== Point-per-instance localization data ==
- Opening Delimiter -

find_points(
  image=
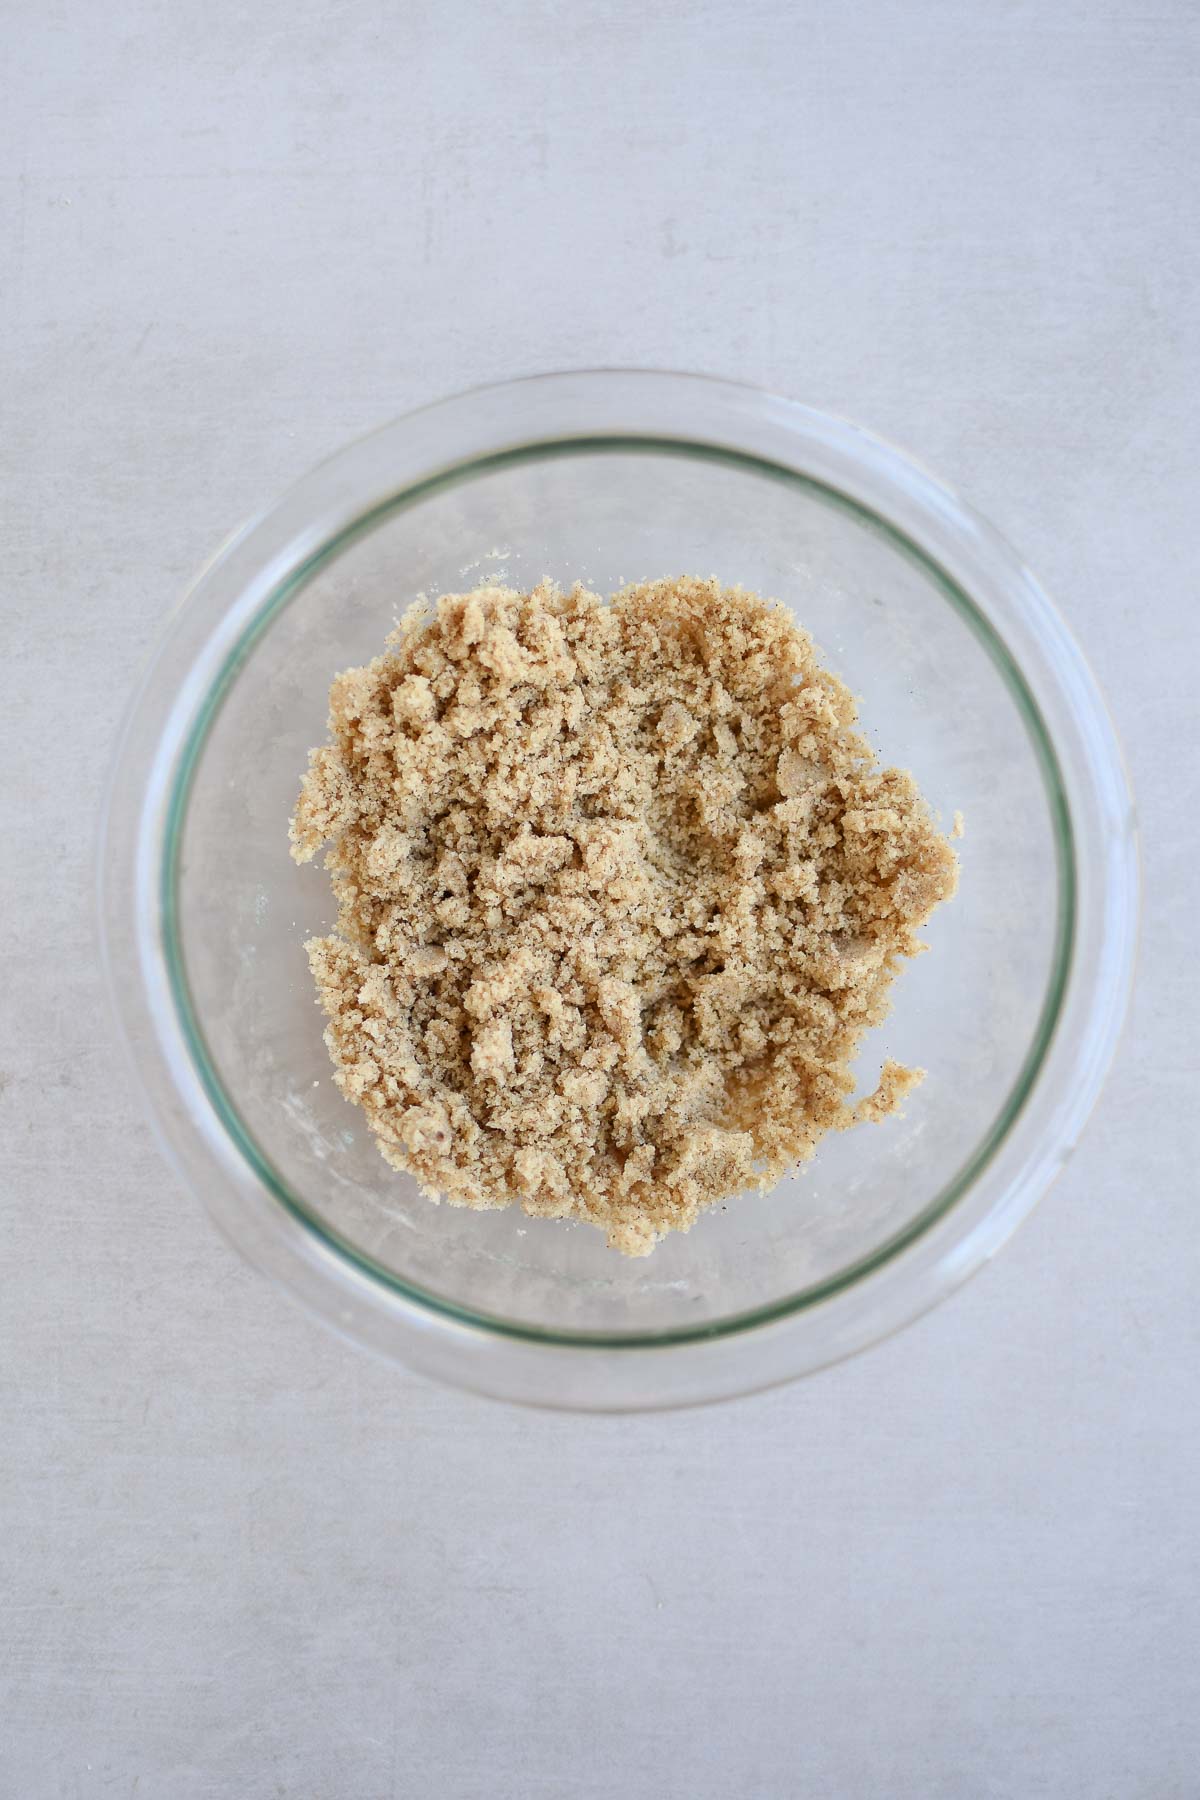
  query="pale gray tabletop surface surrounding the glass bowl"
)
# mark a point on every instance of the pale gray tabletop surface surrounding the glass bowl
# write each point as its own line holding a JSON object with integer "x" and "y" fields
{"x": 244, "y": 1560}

- Closing Delimiter -
- Opening Delimiter -

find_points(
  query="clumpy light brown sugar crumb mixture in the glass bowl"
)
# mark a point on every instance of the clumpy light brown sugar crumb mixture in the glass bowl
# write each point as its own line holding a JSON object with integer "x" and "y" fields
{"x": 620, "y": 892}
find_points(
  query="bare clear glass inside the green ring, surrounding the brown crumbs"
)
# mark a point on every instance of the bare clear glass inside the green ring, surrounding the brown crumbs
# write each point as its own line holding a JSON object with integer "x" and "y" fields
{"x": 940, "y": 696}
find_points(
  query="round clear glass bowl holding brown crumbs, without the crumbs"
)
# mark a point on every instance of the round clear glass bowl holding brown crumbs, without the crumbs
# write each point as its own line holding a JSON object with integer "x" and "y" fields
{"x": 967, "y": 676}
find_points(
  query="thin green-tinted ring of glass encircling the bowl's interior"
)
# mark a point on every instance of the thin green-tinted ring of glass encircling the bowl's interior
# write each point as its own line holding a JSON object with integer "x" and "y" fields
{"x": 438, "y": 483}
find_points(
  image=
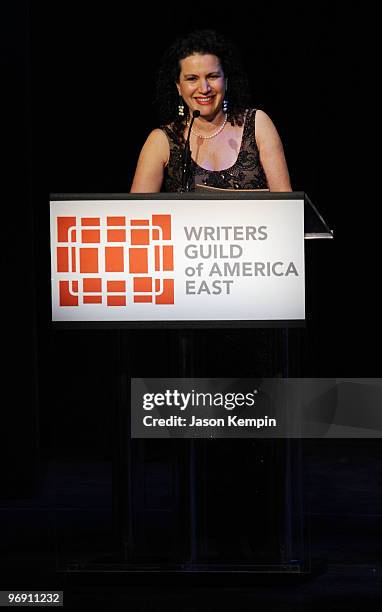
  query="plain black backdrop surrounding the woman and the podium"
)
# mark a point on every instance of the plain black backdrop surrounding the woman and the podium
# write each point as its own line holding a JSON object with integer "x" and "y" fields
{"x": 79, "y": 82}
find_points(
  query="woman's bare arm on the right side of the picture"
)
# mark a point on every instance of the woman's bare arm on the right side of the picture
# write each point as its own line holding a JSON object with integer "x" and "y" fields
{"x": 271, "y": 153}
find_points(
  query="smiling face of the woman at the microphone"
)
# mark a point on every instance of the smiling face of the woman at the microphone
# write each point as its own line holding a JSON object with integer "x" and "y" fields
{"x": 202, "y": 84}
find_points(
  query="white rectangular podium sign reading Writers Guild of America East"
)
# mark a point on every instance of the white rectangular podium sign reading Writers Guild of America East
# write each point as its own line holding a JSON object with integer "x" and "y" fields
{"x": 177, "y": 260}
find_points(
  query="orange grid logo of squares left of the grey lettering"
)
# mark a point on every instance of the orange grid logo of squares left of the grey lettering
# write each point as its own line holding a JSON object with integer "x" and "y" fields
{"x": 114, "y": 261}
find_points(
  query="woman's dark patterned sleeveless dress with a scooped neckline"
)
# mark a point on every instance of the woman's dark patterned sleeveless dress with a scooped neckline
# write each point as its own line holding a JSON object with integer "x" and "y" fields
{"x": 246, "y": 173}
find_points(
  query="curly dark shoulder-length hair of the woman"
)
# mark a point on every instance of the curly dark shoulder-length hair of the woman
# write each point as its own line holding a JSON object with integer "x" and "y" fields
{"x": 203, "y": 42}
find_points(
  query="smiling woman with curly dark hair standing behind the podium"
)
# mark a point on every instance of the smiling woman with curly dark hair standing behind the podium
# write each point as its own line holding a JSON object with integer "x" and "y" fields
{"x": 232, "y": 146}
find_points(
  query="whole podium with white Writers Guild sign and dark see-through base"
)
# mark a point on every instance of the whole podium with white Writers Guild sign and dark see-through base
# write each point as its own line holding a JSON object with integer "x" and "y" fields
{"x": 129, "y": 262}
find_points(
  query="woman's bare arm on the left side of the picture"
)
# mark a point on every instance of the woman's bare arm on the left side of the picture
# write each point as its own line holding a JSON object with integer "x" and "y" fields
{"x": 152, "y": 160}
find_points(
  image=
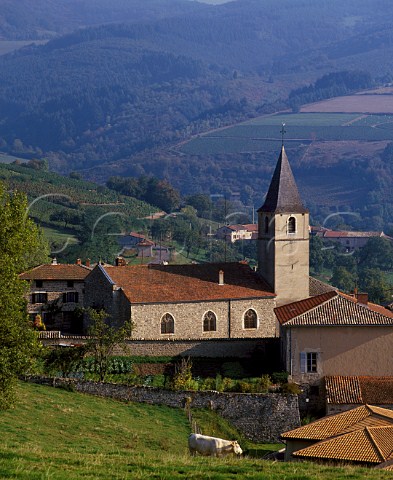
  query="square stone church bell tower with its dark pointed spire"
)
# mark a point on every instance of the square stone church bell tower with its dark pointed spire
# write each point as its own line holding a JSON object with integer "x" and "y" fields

- Closing Delimiter -

== Task statement ==
Pick out and copy the lines of the entries that hold the string "shoulder".

== Exercise output ==
  query="curly dark shoulder-length hair of the woman"
# mark a point on every instance of the curly dark shoulder-length hair of the woman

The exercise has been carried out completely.